Outcomes of the mechanism. Left panel: produced units of public project. Central panel: taxes paid (subsidy received) by the host. Right panel: taxes paid by the non-host. Outcomes for the baseline and the communication treatment shown in pink and cerulean, respectively. Colored dashed vertical lines correspond to the treatment average values. The black vertical lines correspond to the Lindahl allocation predictions described in Table 1. (Color figure online)

Table 4 also reports the taxes paid (or subsidies received) by player type. For the non-hosts, communication increases the tax from 9.8 to 16.7 tokens. This tax increase of 6.9 tokens covers the additional construction costs (47%Footnote 7) and the additional compensation to the host (53%). Communication increased the average compensation for the host from 6.6 to 14.1 tokens. This shift toward higher taxes and compensations is displayed in the central and right panels in Fig. 1. Despite the increase in the host’s compensation, and the slight increase in the non-hosts’ average earnings (from 45.3 to 46.8 tokens), Table 4 reveals that, with the current taxes, the host is reaching only 56% of her available surplus with communication (and 35% in the baseline). As compensation did not increase sufficiently, the Lindahl taxes were implemented only in 5 cases (3.2% of all interactions). The rarity of achieving a Lindahl equilibrium goes in line with Van Essen and Walker (2019), who did not observe its play.

Result 1

In the PQ mechanism, communication improves efficiency at the intensive margin but not at the extensive margin. Since most of the efficiency gains from communication are kept by the non-hosts, the emergence of Lindahl taxes is rare.

We explore further the taxes paid by non-hosts, and subsidies received by hosts, for \(q \in \{1, 2, 3, 4\}\). Figure A.1 in the Appendix reveals that, for \(q \in \{3, 4\}\), the host’s median (and mean) subsidy per unit is 5, whereas for \(q=1\) and \(q=2\) the median were 1 and 0 tokens, respectively (with a wider variance in the received subsidy). For the non-hosts, there is also an increasing but subtle relationship between higher provision and the tax per unit. Thus, we conclude that groups successfully providing at least three units were aware of the need to increase the host’s compensation, even though this compensation remains below the Lindahl’s optimal levels. Groups with \(q \le 2\) were pulling downward the host’s share of surplus. Hence, groups failing to increase their efficiency with communication were also reaching more unequal agreements.

We validate Result 1 with an OLS regression analysis using random effects and clustering the standard errors. We explore two group outcomes: whether the facility was provided (a linear probability model) and the facility size (given \(q>0\)). This regression includes the treatment variable and round fixed effects:

$$\begin{aligned} y_{gr} = \beta _0 + \beta _1 {\textit{Chat}}_g + \varvec{\delta }_{\varvec{r}} + \epsilon _{gr} \end{aligned}$$
(4)

We also explore three individual outputs from the mechanism: total tax, tax per unit, and participant’s earnings. Here, our observation unit becomes the participant i, in group g, interacting in round r. The model is given by:

$$\begin{aligned} y_{igr} = \beta _0 + \beta _1 {\textit{Chat}}_g + \beta _2 {\textit{NonHost}}_i + \beta _3 {\textit{Chat}}_g \times {\textit{NonHost}}_{ig} + \varvec{\delta }_{\varvec{r}} + \varvec{\delta }_{\varvec{g}} + \epsilon _{igr} \end{aligned}$$
(5)

We added the variable \({\textit{NonHost}}_i\) to capture the differences between types, its interaction with the treatment variable, and \(\varvec{\delta _g}\) to capture group fixed effects.

EXERCISE 1 —
Identify every line in the listing that contains the string "negative".

RECORDS TO PROCESS —
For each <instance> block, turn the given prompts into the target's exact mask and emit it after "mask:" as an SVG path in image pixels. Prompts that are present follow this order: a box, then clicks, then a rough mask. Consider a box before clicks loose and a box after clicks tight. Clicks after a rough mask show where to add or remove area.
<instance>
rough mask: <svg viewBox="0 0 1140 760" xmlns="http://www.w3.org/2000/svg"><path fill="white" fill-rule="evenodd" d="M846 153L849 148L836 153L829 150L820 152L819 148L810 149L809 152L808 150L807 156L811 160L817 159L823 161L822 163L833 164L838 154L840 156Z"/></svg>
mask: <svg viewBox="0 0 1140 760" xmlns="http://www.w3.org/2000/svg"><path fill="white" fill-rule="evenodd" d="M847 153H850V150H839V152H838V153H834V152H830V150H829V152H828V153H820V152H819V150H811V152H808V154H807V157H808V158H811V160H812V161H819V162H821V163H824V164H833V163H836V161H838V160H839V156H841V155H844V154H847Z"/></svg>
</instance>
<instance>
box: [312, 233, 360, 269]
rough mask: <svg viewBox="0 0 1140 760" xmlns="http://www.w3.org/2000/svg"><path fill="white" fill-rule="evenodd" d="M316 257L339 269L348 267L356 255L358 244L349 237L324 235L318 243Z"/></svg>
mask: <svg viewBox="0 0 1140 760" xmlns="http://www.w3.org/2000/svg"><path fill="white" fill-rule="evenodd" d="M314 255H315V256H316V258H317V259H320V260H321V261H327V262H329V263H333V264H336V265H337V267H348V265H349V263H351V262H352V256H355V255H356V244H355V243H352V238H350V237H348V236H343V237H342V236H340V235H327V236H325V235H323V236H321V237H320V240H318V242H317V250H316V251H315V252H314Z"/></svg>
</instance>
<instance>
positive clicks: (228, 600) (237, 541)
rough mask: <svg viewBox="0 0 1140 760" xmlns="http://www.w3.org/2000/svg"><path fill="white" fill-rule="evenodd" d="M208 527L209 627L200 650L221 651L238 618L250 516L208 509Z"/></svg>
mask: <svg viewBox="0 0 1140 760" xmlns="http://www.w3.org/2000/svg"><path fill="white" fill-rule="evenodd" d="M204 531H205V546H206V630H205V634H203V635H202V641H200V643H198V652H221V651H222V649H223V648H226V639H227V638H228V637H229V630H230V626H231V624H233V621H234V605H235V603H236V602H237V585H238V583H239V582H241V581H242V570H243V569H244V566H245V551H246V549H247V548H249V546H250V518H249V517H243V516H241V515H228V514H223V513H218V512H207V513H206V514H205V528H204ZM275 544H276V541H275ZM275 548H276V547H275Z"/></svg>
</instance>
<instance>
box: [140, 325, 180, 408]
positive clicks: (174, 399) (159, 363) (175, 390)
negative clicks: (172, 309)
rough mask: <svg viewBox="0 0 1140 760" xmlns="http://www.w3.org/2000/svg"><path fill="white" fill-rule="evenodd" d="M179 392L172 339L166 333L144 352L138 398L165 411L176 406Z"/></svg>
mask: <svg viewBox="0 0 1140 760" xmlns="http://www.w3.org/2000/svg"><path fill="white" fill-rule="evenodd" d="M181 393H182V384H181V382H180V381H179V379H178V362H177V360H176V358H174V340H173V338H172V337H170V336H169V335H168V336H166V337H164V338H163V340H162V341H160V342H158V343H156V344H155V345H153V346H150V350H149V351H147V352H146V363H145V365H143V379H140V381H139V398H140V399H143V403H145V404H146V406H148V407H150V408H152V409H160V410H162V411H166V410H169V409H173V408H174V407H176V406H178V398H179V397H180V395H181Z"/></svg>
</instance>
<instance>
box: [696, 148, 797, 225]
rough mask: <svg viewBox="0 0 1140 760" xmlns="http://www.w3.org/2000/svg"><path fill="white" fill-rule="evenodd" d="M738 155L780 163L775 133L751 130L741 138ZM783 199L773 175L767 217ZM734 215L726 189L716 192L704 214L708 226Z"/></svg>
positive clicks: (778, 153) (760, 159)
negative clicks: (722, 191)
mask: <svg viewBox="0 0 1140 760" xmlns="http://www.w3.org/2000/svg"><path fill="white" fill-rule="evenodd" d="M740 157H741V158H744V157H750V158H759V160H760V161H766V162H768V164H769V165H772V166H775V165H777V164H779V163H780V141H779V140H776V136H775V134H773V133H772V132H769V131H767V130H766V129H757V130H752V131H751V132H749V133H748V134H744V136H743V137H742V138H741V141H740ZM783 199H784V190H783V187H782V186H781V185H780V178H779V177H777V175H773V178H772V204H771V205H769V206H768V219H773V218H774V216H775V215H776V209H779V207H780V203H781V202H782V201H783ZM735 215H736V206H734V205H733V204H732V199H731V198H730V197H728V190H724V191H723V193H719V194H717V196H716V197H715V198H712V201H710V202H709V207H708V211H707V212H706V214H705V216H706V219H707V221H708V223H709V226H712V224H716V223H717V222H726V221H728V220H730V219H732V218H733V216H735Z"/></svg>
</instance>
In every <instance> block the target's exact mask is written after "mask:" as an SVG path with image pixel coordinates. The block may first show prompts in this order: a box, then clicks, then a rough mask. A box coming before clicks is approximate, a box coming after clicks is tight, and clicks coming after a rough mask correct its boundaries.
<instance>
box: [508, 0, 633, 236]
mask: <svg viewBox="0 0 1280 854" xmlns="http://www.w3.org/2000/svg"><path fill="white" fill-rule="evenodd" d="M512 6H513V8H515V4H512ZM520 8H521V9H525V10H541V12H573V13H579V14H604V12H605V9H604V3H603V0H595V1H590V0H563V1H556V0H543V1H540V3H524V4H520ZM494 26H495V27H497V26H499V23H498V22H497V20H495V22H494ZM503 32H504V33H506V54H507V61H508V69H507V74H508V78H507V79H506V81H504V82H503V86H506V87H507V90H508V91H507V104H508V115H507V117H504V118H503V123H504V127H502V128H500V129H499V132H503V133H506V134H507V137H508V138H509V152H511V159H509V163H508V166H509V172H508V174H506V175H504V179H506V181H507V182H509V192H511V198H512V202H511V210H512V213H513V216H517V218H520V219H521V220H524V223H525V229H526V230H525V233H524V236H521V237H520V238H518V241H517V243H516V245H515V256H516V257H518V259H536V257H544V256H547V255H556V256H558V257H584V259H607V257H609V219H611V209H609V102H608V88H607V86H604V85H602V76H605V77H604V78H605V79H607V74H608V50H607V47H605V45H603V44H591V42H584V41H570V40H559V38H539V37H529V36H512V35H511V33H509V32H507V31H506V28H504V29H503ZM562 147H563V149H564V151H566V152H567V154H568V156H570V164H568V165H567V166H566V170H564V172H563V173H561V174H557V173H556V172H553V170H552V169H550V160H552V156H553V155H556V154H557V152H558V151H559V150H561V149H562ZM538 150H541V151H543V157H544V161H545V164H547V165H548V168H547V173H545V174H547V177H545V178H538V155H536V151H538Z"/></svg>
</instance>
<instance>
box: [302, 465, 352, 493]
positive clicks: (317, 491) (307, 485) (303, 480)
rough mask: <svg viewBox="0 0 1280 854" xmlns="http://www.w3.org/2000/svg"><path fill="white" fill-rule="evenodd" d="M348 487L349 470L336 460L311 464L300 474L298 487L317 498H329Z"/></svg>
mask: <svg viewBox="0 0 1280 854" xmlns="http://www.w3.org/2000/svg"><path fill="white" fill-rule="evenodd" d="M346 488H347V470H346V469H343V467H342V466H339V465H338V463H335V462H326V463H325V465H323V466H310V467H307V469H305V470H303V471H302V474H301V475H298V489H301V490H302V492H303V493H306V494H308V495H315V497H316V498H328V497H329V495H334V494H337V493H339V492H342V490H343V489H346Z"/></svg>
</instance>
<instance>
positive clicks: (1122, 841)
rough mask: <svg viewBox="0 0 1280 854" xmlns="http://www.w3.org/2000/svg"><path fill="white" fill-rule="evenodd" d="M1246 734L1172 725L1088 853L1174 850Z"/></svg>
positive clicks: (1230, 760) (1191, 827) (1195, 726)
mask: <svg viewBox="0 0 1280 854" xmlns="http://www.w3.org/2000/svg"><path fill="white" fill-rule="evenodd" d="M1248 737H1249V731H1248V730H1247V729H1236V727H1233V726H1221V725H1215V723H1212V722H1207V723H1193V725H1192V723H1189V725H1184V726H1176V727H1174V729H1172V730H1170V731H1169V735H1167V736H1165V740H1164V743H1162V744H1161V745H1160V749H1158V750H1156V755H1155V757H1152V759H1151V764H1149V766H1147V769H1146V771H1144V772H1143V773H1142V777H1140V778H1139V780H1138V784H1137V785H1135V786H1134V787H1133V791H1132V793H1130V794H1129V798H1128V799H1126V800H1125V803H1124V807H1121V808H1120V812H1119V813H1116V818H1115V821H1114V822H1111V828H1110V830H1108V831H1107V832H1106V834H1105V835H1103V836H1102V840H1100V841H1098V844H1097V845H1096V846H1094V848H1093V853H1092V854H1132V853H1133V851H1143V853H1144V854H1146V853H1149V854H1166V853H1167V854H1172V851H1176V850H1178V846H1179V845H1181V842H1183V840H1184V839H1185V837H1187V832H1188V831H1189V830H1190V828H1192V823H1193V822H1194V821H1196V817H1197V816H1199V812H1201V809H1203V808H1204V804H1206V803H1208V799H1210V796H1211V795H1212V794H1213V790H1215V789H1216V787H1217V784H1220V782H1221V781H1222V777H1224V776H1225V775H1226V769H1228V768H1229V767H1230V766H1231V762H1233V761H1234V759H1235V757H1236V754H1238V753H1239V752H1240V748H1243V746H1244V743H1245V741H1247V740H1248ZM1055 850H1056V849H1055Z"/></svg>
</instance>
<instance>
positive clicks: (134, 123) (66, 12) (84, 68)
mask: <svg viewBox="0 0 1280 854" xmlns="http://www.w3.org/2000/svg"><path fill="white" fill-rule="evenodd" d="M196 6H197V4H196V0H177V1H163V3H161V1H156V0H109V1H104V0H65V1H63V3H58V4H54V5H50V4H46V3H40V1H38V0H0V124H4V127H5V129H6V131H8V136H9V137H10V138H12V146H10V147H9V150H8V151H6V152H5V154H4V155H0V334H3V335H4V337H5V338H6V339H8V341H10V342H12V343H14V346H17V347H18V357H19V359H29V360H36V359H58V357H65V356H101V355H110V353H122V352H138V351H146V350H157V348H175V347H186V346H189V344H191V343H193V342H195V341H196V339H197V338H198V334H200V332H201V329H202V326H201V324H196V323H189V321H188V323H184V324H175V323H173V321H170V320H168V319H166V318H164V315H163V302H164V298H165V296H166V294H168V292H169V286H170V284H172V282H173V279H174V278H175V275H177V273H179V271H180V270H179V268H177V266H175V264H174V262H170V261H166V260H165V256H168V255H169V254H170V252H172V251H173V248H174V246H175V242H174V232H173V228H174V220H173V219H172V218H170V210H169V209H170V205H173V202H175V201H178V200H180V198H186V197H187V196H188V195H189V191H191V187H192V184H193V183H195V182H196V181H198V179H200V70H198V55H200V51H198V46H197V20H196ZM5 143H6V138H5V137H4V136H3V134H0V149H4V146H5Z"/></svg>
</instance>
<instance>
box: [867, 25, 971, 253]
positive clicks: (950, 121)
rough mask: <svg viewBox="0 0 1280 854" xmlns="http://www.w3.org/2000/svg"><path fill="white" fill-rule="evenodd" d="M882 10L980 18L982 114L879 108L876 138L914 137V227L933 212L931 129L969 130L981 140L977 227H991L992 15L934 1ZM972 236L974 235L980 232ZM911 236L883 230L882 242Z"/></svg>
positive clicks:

EXERCISE 2 —
Answer these questions using the passage on the public-project mechanism:
(a) With communication, to how many tokens did the tax paid by non-hosts rise?
(b) In how many cases were the Lindahl taxes implemented?
(c) For q in {3, 4}, what was the host's median subsidy per unit?

ANSWER 1 —
negative clicks: (172, 309)
negative clicks: (722, 191)

ANSWER 2 —
(a) 16.7 tokens, up from 9.8.
(b) 5 cases, which is 3.2% of all interactions.
(c) 5.